# 資料への設問
1. 『眩暈』の書評によると、レイチェルの車が故障したのはどこに差し掛かったところですか？
2. 『眩暈』の書評に名前が出てくる作中の登場人物をすべて挙げてください。

# 読解用の抜粋
* * * *

キャサリン・コールター 『眩暈』

眩暈 (二見文庫 ザ・ミステリ・コレクション)
 眠らされ、湖に投げ込まれたところで幸運にも意識を取り戻したレイチェルは、自分が死んだと思い込んだ殺人者たちの隙をかいくぐって逃走を開始します。ですが、ケンタッキー州のバーロウという田舎町に差し掛かったところでレイチェルの車が故障し、偶然にヘリの墜落事故に遭遇します。ヘリに乗っていたFBI捜査官のジャックと、ジャックが移送していた精神科医のマクリーンを助け出しものの、自分が生きていることを犯人たちに知られないようにとレイチェルは立ち去ろうとします。ですが、駆けつけたジャックの仲間であるサビッチとシャーロックは、レイチェルが何かを隠していると感じて彼女を足止めしようとします。

 主としてレイチェルの事件を軸に物語は進みますが、二つ以上の事件を同時進行させることで、実際の事件捜査のリアリティを感じさせてきた本シリーズなので、今回はもうひとつ、患者の秘密を口外したがために命を狙われることとなった精神科医のマクリーンの事件も随所で挿入される構成で本作は描かれます。
 そして、中盤までにはレイチェルの命を狙う黒幕は確定するものの、何故実行犯が彼女を追跡できたのかなど、書き込みの弱い部分も無いとは言えません。そうした部分を含め、レイチェルやFBIと実行犯との知恵比べ的な要素で盛り上げるサスペンスという方向性にしても面白かったかもしれないという印象はあります。
 また、本作においては精神科医マクリーンの事件は、マクリーンという人間の悲哀の側面が強く、必ずしも事件解決の要素が中心ではないことが、今一つ消化不良であった気もします。特にエピローグ部分はやや唐突であり、作品の中で浮いている感じもしないではありません。
 サビッチ&シャーロックという、シリーズの中心人物が脇役に回っていることもあり、シリーズ中では取り立ててこれという要素はないともいえる半面、田舎町バーロウの住人やレイチェルの伯父のジレットなど、もっと出番を期待するような個性的な登場人物も多かったという長所もはっきりと感じられる一作でした。

* * * *

# 提供された情報

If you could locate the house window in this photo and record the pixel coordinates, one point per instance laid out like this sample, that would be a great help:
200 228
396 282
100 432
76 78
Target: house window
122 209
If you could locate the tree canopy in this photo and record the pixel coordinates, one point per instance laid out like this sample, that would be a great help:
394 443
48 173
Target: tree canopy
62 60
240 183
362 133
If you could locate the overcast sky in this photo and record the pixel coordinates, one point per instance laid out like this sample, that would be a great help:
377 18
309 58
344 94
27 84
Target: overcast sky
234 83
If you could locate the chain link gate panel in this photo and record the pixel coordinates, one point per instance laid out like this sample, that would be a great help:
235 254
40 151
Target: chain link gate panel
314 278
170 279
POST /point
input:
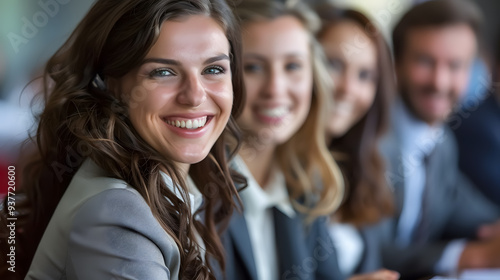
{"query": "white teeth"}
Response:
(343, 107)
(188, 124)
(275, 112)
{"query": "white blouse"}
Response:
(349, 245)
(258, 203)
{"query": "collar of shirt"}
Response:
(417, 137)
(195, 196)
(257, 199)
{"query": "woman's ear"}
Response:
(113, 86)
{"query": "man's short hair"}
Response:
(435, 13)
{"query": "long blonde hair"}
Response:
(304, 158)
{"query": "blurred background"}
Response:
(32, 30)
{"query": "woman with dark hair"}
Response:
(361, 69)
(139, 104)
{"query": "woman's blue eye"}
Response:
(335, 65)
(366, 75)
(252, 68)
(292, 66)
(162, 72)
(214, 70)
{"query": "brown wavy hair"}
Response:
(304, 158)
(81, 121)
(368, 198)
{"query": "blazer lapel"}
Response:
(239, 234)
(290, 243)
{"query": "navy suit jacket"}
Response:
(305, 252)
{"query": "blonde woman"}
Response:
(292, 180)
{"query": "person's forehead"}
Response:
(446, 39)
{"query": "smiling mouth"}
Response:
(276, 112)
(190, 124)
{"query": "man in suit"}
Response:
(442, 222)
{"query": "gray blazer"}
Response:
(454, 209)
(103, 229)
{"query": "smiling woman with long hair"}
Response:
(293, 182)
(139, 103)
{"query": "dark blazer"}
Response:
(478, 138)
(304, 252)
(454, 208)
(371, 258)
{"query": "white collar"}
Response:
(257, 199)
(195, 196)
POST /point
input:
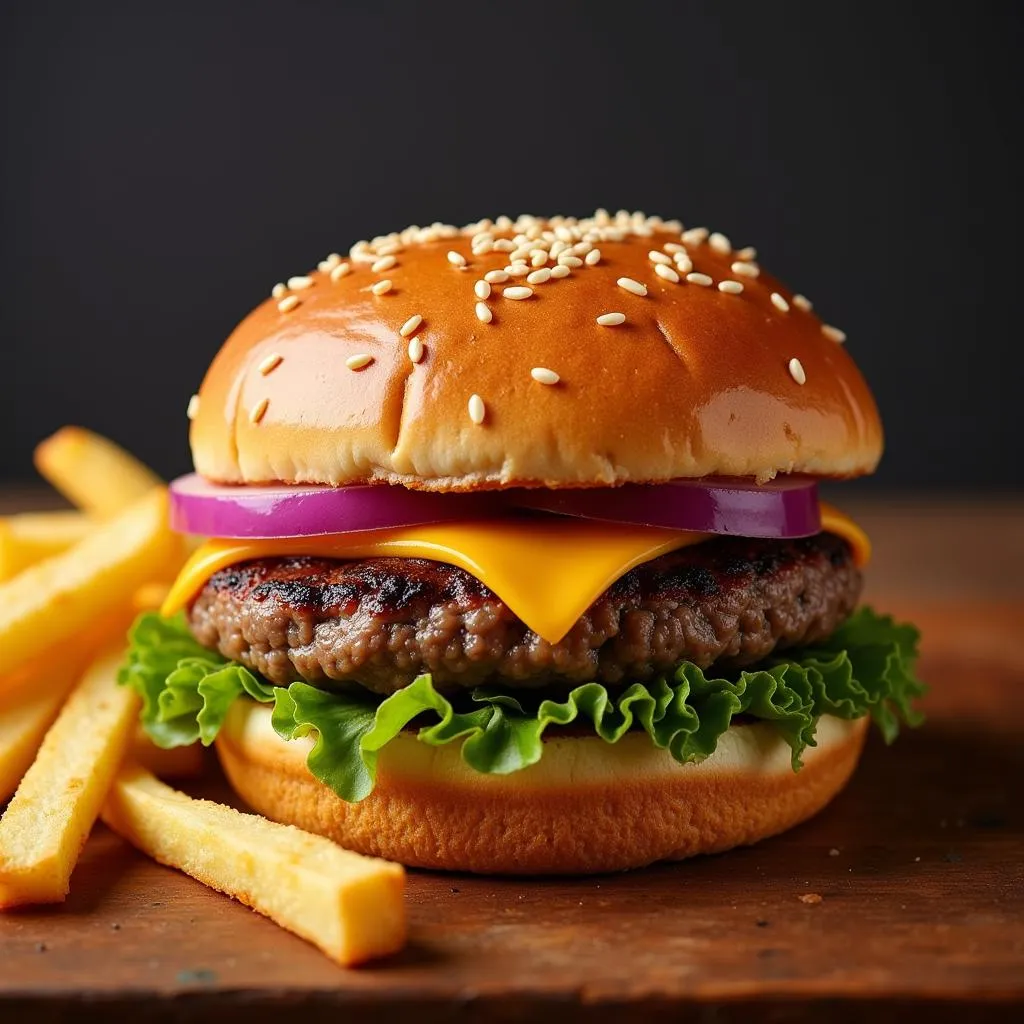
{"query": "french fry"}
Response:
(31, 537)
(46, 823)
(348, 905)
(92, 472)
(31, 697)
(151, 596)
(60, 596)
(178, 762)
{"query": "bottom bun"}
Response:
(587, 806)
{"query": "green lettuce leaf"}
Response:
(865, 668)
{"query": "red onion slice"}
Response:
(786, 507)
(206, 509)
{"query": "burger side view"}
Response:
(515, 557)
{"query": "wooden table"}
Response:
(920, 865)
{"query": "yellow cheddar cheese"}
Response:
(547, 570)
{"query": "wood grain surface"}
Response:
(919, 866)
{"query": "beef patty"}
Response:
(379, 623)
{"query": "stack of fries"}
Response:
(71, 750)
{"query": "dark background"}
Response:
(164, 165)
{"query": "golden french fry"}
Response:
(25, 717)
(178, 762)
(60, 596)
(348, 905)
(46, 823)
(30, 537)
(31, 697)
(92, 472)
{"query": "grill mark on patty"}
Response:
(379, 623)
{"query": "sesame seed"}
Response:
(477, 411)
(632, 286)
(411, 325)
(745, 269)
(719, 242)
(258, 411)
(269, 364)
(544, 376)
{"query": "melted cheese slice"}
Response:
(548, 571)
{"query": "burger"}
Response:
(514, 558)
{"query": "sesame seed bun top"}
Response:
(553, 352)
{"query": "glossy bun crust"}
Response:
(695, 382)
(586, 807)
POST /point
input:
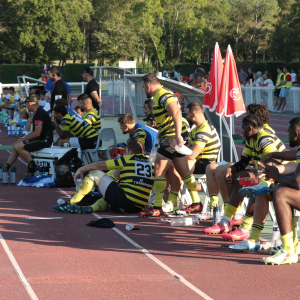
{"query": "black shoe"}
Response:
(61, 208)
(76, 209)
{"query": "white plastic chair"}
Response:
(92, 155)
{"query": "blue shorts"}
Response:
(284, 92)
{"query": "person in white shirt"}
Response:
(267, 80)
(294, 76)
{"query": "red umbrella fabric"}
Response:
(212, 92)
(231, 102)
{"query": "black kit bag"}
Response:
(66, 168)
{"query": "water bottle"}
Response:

* * * *

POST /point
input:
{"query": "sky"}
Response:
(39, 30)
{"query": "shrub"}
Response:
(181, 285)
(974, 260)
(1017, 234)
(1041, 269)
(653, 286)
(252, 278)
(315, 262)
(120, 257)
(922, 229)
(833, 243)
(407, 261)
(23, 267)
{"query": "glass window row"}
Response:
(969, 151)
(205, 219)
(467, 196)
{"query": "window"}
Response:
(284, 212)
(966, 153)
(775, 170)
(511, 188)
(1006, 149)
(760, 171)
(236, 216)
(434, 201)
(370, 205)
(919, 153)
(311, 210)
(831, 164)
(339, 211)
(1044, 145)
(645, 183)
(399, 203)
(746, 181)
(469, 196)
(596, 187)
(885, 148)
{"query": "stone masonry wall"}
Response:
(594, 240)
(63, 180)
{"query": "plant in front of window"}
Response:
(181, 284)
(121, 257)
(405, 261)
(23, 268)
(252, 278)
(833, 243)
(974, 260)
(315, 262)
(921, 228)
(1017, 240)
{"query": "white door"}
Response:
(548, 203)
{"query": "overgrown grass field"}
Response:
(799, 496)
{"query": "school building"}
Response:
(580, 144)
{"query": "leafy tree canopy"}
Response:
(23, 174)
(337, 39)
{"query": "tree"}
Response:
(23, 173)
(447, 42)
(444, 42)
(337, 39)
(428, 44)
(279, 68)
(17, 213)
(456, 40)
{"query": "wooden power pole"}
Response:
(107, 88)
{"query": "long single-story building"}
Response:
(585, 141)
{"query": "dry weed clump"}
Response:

* * * *

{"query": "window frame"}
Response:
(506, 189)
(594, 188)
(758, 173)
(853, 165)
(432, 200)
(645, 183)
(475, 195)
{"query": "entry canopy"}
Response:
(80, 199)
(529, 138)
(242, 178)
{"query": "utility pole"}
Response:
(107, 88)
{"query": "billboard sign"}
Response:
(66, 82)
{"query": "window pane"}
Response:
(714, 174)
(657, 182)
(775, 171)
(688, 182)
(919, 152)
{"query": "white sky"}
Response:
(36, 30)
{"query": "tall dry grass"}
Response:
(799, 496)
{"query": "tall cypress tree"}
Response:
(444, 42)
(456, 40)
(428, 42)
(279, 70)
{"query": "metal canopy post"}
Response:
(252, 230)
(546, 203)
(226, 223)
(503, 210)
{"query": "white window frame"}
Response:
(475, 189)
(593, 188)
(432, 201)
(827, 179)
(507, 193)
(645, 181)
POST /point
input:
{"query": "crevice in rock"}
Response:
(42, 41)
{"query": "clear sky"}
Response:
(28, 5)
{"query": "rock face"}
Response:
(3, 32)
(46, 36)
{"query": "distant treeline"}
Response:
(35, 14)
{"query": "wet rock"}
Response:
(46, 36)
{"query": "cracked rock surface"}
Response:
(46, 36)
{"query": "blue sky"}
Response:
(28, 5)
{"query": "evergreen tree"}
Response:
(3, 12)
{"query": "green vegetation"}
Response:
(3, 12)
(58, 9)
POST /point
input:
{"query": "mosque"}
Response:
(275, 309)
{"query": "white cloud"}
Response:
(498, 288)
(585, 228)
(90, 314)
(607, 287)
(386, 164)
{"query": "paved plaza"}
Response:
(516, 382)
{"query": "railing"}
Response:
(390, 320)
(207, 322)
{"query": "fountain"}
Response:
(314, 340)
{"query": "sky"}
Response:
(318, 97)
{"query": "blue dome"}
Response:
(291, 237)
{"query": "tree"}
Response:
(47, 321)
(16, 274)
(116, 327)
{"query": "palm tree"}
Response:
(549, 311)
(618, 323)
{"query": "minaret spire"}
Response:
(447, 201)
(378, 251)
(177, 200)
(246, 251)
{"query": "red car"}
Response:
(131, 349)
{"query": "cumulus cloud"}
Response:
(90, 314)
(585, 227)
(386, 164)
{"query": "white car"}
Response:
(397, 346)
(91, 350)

* * * *

# 設問別の結果
1. ケンタッキー州のバーロウという田舎町です。

2. レイチェル、ジャック、マクリーン、サビッチ、シャーロック、ジレット